On ajoute au trio de départ père-mère-fils (ado) une nouvelle famille, constituée elle aussi d’un père, d’une mère et d’un fils (jeune enfant). Le film se concentre sur leurs interactions, en nous faisant comprendre que dehors, c’est la mort, et qu’ici, c’est la prison : les règles sont strictes, les dangers multiples. Le virus, des gens affamés qui tentent de survivre par tous les moyens, et quelque chose qui semble même rôder en forêt. Je ne connais aucun des acteurs, hormis Joel Edgerton (Loving) dans le rôle de Paul, mais les ai tous trouvés convaincants chacun à leur mesure.
J’arrive maintenant au point central du film qui vaudra bien une révélation ou deux (quoique mineures). Si vous ne voulez pas vous gâcher le plaisir de la découverte, sautez le paragraphe qui suit et passez directement à la conclusion.
===============
Dressez la liste des dangers que le texte de l'exercice énumère.

§ Données étudiées
===============
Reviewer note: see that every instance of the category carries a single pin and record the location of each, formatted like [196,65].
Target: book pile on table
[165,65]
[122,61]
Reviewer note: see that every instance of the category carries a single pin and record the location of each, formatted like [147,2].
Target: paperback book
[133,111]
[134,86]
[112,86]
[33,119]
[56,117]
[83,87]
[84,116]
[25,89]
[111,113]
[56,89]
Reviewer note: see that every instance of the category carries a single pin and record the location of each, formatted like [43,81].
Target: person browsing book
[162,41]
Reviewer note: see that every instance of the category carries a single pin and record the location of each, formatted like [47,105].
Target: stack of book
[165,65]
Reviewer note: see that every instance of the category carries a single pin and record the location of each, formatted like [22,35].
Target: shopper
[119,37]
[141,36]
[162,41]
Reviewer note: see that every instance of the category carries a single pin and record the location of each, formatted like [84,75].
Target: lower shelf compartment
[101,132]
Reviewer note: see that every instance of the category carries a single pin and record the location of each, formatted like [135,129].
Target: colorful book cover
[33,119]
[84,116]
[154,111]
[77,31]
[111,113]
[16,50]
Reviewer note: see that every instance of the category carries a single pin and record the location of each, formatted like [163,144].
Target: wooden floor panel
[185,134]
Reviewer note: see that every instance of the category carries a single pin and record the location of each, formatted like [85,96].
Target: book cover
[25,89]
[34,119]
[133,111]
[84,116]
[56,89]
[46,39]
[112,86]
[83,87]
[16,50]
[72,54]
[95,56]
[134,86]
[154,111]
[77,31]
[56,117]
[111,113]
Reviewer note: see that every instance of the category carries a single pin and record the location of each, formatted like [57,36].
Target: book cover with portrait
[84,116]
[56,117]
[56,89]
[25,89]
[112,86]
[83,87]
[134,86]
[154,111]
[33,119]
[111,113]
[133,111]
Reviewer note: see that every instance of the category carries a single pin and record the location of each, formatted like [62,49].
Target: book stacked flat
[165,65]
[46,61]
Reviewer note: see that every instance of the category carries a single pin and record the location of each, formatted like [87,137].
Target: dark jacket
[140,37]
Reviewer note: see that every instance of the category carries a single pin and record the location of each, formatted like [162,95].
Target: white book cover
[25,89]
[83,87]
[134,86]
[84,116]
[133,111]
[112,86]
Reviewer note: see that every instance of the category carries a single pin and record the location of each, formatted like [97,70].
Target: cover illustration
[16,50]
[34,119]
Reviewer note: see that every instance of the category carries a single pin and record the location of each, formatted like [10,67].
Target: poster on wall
===============
§ Réponse attendue
- Le virus
- Des gens affamés qui tentent de survivre par tous les moyens
- Quelque chose qui semble même rôder en forêt